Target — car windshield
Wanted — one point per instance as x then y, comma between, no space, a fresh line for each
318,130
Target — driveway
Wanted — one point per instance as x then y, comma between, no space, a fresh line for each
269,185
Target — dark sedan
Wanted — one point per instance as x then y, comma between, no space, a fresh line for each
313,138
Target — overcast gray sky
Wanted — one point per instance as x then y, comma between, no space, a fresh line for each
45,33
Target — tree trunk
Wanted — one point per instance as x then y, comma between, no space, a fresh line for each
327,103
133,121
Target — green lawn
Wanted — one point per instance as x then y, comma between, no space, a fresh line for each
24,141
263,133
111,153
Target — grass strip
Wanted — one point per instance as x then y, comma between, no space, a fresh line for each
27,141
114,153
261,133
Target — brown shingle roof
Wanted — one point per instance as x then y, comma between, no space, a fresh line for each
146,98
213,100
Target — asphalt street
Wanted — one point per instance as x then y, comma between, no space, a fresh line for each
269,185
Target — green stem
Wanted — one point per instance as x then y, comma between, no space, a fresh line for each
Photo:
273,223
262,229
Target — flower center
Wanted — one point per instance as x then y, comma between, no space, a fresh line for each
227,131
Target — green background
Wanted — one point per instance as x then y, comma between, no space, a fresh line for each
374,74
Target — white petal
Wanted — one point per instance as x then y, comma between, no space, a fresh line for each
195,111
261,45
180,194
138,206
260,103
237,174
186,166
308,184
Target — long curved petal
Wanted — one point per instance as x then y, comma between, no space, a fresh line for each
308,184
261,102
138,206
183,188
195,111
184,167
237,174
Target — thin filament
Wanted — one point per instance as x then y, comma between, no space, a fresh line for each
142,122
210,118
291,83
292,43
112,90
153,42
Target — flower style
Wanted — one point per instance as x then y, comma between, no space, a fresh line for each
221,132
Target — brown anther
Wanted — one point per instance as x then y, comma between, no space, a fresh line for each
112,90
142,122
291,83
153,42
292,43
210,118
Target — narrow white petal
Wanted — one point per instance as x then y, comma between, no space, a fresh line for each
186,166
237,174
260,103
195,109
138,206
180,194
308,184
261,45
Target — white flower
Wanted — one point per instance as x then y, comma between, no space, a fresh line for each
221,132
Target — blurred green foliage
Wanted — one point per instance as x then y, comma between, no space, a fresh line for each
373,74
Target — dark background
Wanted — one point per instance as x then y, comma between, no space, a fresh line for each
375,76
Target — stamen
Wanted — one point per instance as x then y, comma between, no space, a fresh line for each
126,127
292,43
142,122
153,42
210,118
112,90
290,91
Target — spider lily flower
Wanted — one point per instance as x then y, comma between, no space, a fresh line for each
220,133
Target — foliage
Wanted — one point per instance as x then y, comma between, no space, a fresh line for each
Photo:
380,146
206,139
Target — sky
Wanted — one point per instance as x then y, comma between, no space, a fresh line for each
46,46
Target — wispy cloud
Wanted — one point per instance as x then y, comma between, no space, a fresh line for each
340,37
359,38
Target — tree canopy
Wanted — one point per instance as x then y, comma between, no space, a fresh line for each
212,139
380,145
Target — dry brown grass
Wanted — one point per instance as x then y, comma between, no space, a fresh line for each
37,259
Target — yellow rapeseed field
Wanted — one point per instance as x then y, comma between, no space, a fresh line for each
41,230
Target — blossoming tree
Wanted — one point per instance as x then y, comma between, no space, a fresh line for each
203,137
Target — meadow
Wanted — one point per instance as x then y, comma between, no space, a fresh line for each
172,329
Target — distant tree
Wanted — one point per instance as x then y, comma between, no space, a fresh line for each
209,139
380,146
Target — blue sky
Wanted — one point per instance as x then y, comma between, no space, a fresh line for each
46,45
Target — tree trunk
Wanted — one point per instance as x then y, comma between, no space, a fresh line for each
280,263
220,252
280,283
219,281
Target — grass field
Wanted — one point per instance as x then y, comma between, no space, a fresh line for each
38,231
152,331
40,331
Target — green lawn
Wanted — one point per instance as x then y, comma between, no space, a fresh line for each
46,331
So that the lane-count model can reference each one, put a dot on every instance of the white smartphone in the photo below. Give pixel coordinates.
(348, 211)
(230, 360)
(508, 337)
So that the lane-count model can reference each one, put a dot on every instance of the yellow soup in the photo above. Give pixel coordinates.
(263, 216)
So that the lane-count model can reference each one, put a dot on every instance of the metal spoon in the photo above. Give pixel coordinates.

------------

**Activity**.
Could you report every line of the material that contains the string "dark"?

**Response area**.
Target — dark sedan
Target — dark background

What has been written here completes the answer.